Direction
All of the material below is to be restated word for word, apart from the pictures.

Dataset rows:
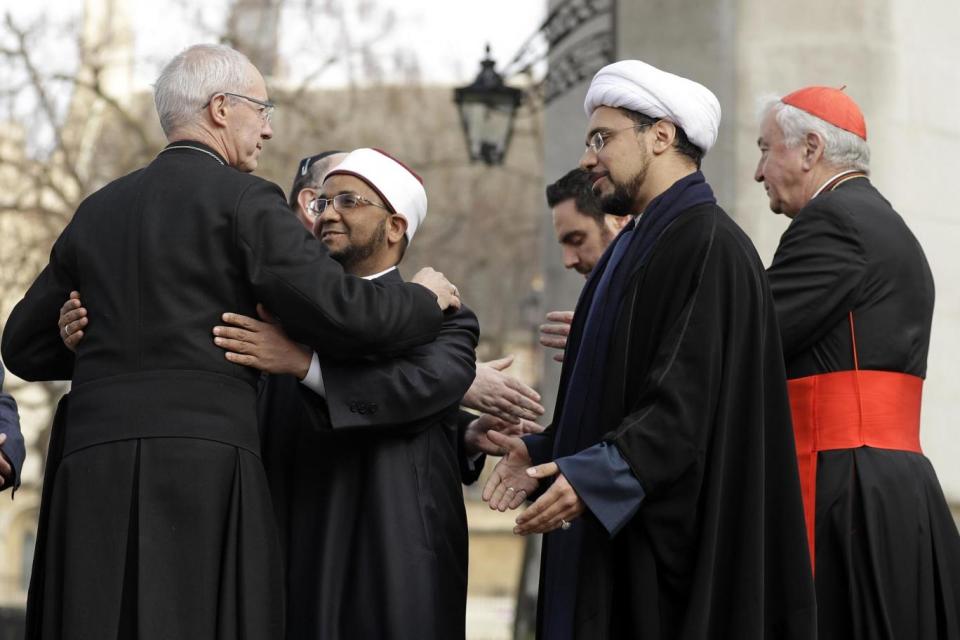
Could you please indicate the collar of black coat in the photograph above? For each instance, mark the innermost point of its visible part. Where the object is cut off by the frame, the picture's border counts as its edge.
(192, 146)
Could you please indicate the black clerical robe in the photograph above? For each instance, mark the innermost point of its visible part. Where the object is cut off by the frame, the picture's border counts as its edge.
(887, 548)
(695, 403)
(13, 449)
(159, 520)
(366, 484)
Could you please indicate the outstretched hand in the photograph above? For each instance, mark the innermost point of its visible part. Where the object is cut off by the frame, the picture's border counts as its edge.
(261, 344)
(6, 469)
(73, 318)
(448, 296)
(475, 436)
(501, 395)
(509, 485)
(554, 335)
(558, 504)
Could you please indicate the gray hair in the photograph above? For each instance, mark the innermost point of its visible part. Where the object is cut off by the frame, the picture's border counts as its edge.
(841, 148)
(192, 78)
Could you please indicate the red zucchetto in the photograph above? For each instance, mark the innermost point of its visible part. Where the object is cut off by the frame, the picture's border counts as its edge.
(830, 105)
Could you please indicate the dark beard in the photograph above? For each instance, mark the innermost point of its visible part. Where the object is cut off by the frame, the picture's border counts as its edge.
(621, 201)
(354, 254)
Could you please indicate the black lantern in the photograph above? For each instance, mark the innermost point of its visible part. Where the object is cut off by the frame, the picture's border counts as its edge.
(487, 107)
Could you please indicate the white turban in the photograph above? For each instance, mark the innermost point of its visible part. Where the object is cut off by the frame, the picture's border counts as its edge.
(640, 87)
(399, 187)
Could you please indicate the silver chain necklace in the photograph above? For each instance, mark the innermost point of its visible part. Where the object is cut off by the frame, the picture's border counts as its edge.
(186, 146)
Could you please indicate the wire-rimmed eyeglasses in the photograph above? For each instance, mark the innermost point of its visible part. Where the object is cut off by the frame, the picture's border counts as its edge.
(266, 107)
(342, 203)
(600, 138)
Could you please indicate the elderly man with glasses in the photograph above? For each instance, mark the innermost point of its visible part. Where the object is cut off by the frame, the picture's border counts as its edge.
(158, 523)
(364, 467)
(667, 483)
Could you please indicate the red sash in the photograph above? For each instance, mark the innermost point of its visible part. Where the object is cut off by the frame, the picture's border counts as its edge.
(846, 410)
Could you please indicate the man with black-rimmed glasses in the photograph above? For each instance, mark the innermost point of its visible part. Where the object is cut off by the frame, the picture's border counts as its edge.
(159, 519)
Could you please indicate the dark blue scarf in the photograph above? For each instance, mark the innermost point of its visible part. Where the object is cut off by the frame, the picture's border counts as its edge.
(576, 427)
(601, 299)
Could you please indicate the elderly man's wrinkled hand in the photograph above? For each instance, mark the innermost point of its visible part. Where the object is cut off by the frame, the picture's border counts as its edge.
(73, 319)
(501, 395)
(448, 296)
(509, 484)
(261, 344)
(558, 505)
(475, 436)
(554, 335)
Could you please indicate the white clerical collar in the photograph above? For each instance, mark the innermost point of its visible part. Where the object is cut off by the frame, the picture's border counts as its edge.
(382, 273)
(832, 178)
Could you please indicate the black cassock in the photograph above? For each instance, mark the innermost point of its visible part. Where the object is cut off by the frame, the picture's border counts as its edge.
(157, 520)
(695, 402)
(887, 549)
(367, 489)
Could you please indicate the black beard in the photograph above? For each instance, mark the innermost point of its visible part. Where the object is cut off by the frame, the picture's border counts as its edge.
(622, 201)
(354, 255)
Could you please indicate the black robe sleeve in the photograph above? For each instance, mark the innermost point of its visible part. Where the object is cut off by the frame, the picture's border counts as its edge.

Answer for the task
Could you please indicate the collar of black coat in the photograph above? For each instance, mark the innermost point of its visible part. Where the object is cut off by the frame, the picture's border counts as its edge.
(192, 146)
Could you please indicate the black clerical robe in the photograph above? For each instance, mark the innermost point of its visible part. Where the object is cut off by the frame, the picture's border counts as its edge.
(887, 548)
(695, 403)
(13, 449)
(159, 520)
(366, 484)
Could you please indicate the outstretched hand in the photograph above? For each instance, mark the innermost point of its visible part. Where the object is cut off by the frame, the picture's border counts as its edge.
(261, 344)
(6, 469)
(73, 318)
(448, 296)
(475, 436)
(501, 395)
(509, 485)
(554, 335)
(558, 504)
Could you please indicate the gray hair in the photograph above? For each instance, mark the innermost point of its visible part. Where the object is cut off by the frame, the picture's border counts as its edge.
(841, 148)
(192, 78)
Could you please indicate the red zucchetto in the photograph above? For each instance, mark the innermost point of its visible part. Where the object is cut off by the frame, the picture's border counts as its edge.
(830, 105)
Could you please indicate the dark beard in the photograph above? For each instance, mark the innermost point of its visible part. Where the object is cut off by the frame, the picture's border counts as its edge.
(621, 201)
(354, 254)
Could you please indicate the black lantern in the photograph above? For each instance, mark the innermost point of its visible part. Where the object is cut off by the frame, the picture's border counts as its edge.
(487, 107)
Could you please indicate the white turban in the photograph above? For each instance, mark the innermost point of its visible part. Where the object is cut off by the frame, the picture's border counts as its edge.
(640, 87)
(399, 187)
Could you please indicate the silver chain necklace in the photograph above? For each instance, mark the innermost point of its visible part. Where the object is cut off by the frame, the picture's border counts as its edge.
(186, 146)
Could you please indicate the wire-rimmed eyeglasses in the photograph above? For each instance, mark the innermost point of its visible part. Where the object is cut off by the frame, the picture's border counts as its edge.
(266, 107)
(342, 203)
(600, 138)
Could you please indicate the elderly man with glasses in the photograph above? For each instance, mark the innermost point of its visible part. Where the object is cut off by the frame, the picture's border counts as its edge.
(158, 523)
(364, 467)
(667, 483)
Could you please indicate the red sash in the photograph above? For each instance, mark the innermost point of its visible part. Where the object is cut off by the frame, the picture's border counts as its edge.
(846, 410)
Could you please indicate the man with black-rimmed glasses in the photograph above? For each instance, mark the innermost point of its visible part. Where the object is cut off by the frame, the picture's border counts as its edge.
(159, 519)
Could you please indicate the dark blue scarf in the photograph above? For each instance, mark the innermost point of its visible part. Where the object is cut off by the frame, the picture's border counts as its edge.
(576, 427)
(601, 299)
Could you please indicate the elderly man's wrinkled hand in the photograph above? For each instance, mark the innermost point of its visible part. Where the object is cut off by the frame, the picture's border counts as its edge.
(73, 319)
(501, 395)
(448, 296)
(509, 484)
(261, 344)
(558, 505)
(475, 436)
(554, 335)
Could you please indicate the white clerical collar in the photograph above? For each instance, mark the innermost point of its visible part. Where the object is cut off by the frame, the picture's border counts as its edge.
(382, 273)
(832, 178)
Could you please indicate the black cassock in the photograph above? For each instance, mark the innermost point of its visible part. Where the object is cut off by the frame, the picture's border counts as its edge.
(157, 520)
(695, 402)
(887, 549)
(367, 489)
Could you please indicate the black beard in the photograph above? For each instance, mark the innermost point of its visible part. Where the object is cut off by the frame, the picture's border counts as its edge.
(622, 201)
(354, 255)
Could you please indicate the black robe sleeve in the photograph above? For each instance, mark the innermost point of its visible part. Where the object is cut off by the frame, the picture's border counts as its edge.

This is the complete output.